## Exercise brief
In the listing below, change "striped mooring post" to "striped bollard" and write the lines out again with nothing else altered. Omit the pictures from your answer.

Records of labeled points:
+++

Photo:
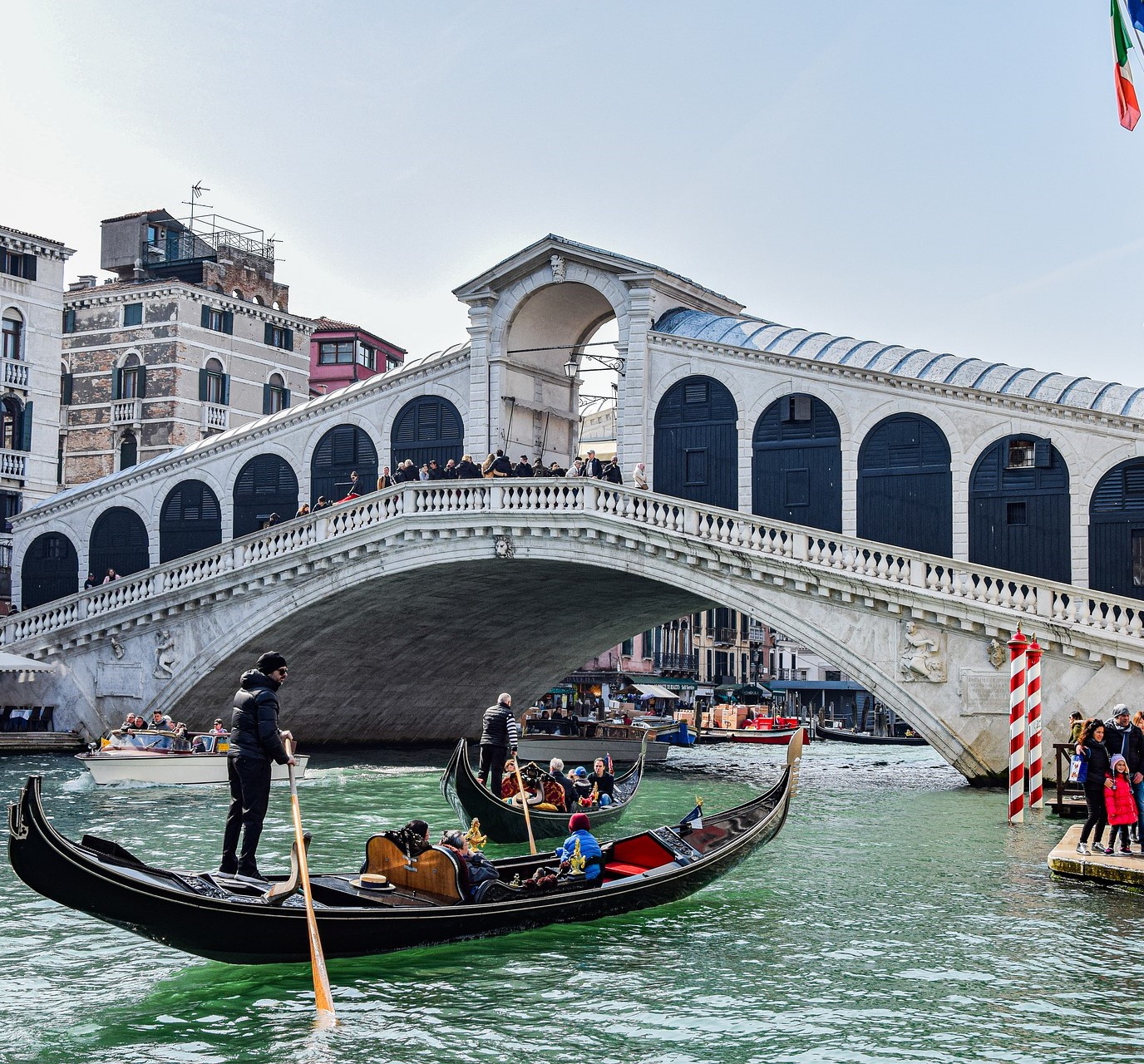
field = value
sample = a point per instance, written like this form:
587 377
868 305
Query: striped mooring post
1033 687
1017 659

+++

## Exercise solution
Photo:
field = value
sample = a point per instance, written like this form:
587 377
868 305
Query: striped bollard
1033 687
1017 659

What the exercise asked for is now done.